**PASSAGE PROVIDED:**
Every price has an important story to tell. Every single one should be left free. Good government will protect all people’s freedom to negotiate whatever prices they see fit for the purchase or sale of their property, in peaceful negotiation with others.
Though market prices are essential to human flourishing, they don’t guide us all by themselves. If we are to cooperate as well as possible in a society based on division of labor and exchange, we must use prices to discover how best to create value for others. That is, we must use prices to pursue profit and avoid loss, because profits—in a free market—come from creating value for other people. While that is not a generally held opinion, it is as true as arithmetic. To profit and loss, and to their all-important role in making the world a better place, we turn in the next chapter.
Chapter Two
Profit and Loss Guide Innovation
In a world of endless possibilities but limited resources with which to try out those possibilities; in a world where many people have business ideas but it’s not clear which of those ideas are sound and which unsound; in a world where no single person even knows how to make a pencil, much less predict what new products, processes, and technologies will best serve people’s needs a year or five years from now—in such a world, we need some means of sorting out the good ideas from the bad, for discovering which products and processes actually do serve us better than others.
We need free markets because free markets give us profit and loss, and profit and loss guide innovation. They are imperfect guides, to be sure, but they are the best available to us. Hence the second of three principles of spontaneous economic order that account for why we should free our markets:
In free markets, profit and loss help entrepreneurs discover the most value-creating uses of scarce resources by providing them feedback about how well they are serving others: profit rewards value creation; loss punishes value destruction.
This chapter explains what profit and loss are and what they signify. It lays out the indispensable role they play in innovation. It distinguishes admirable from blameworthy profit. It explains that profits are more important as guides to future action than as rewards for past action, and draws conclusions for public policy.

**RECORDED INFORMATION:**
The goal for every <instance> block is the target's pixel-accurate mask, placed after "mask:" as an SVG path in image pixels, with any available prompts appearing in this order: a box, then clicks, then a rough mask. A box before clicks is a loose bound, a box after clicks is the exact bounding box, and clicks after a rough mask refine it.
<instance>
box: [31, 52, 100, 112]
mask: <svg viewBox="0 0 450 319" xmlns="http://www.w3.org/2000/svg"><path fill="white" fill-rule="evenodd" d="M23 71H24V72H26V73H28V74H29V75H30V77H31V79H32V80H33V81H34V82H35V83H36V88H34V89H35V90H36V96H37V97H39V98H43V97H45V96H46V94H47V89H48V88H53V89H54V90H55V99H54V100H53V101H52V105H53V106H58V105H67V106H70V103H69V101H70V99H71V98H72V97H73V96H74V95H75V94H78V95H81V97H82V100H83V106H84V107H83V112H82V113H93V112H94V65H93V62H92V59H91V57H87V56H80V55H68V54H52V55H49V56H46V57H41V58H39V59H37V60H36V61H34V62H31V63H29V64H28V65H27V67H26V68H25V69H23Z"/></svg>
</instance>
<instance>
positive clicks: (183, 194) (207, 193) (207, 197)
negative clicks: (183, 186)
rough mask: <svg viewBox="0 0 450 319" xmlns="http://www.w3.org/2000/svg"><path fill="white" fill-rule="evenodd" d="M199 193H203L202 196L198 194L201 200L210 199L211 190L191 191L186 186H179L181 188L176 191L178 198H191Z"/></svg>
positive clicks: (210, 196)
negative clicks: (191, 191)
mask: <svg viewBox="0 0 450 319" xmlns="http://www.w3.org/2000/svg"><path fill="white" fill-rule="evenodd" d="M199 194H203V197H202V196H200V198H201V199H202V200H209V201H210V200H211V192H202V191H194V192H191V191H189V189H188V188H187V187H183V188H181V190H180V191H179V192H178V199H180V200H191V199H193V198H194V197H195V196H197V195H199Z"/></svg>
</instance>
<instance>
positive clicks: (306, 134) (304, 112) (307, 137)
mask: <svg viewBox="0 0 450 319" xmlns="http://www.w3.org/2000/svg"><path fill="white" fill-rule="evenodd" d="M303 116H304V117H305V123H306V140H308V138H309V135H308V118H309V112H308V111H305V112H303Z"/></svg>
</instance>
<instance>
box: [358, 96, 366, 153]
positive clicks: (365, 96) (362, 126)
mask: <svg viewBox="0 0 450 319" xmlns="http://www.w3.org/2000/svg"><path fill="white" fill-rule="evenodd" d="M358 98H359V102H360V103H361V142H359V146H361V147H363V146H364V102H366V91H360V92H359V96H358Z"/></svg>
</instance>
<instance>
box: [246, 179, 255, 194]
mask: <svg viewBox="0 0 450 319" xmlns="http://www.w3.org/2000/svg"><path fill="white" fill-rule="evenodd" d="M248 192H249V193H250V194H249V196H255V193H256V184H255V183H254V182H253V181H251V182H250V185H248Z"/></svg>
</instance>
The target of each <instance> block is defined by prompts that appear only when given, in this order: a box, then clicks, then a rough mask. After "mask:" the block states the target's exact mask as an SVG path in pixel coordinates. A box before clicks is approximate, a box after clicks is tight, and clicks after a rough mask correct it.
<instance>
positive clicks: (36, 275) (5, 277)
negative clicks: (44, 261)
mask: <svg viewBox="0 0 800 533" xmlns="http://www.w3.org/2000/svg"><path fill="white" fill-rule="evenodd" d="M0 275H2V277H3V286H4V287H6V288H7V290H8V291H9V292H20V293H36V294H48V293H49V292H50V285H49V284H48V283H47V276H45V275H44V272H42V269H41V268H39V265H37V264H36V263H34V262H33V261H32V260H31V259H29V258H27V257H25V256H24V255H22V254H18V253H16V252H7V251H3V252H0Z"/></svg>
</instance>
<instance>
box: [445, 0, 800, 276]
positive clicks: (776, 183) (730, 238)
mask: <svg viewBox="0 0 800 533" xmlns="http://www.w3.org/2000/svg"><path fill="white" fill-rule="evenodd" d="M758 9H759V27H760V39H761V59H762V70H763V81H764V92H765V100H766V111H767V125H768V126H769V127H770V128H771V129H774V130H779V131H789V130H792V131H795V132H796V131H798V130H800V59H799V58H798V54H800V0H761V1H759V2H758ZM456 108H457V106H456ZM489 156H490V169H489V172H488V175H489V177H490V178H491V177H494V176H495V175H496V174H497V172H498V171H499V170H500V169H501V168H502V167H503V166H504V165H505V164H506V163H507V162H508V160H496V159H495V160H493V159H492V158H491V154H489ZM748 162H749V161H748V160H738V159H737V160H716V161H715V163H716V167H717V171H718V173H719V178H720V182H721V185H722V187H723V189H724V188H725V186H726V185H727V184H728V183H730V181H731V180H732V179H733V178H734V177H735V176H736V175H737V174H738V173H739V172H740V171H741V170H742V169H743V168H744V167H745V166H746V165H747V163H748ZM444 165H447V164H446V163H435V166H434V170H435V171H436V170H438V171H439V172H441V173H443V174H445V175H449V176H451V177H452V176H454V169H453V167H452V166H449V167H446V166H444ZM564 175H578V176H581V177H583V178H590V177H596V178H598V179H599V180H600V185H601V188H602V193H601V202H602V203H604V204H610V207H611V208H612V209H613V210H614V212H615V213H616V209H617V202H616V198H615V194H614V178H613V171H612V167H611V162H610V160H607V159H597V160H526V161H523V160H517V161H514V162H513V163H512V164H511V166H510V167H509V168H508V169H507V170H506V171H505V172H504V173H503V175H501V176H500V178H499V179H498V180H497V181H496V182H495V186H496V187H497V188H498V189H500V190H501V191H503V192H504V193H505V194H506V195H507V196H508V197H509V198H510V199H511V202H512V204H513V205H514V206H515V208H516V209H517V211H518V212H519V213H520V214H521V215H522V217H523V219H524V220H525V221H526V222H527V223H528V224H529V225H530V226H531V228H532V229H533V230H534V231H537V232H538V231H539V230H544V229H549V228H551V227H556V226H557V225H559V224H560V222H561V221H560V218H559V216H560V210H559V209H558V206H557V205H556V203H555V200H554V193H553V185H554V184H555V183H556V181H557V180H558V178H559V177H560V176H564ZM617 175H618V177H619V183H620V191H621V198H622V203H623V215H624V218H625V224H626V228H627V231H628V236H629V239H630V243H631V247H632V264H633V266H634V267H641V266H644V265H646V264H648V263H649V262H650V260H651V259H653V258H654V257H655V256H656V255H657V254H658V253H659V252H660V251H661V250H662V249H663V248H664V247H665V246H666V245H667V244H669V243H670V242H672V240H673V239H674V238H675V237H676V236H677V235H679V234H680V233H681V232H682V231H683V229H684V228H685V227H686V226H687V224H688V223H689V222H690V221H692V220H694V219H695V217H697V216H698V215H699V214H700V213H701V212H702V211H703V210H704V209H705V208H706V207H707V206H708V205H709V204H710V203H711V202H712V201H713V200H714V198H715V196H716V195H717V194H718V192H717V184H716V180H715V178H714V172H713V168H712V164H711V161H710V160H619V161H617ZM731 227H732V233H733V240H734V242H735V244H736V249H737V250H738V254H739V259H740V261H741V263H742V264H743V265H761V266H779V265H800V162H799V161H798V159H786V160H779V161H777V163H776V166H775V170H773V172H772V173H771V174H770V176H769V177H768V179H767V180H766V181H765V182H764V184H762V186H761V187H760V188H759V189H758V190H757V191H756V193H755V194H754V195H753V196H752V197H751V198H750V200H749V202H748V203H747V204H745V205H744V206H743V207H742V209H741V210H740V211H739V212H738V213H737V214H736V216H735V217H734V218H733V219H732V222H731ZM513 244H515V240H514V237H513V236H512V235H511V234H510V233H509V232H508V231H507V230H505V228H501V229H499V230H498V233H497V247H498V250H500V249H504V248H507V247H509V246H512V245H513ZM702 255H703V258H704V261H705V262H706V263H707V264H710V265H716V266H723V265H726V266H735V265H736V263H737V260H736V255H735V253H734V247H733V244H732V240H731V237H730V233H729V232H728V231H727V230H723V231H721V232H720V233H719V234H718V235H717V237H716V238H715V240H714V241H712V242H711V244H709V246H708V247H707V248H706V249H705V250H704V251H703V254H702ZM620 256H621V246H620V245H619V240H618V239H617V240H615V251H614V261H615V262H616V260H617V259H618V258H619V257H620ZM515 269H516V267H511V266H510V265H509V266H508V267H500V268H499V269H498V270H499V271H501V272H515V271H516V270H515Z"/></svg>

**REQUIRED ACTION:**
In the excerpt on profit and loss, what does profit reward and what does loss punish?

**PROBLEM SOLUTION:**
Profit rewards value creation, and loss punishes value destruction.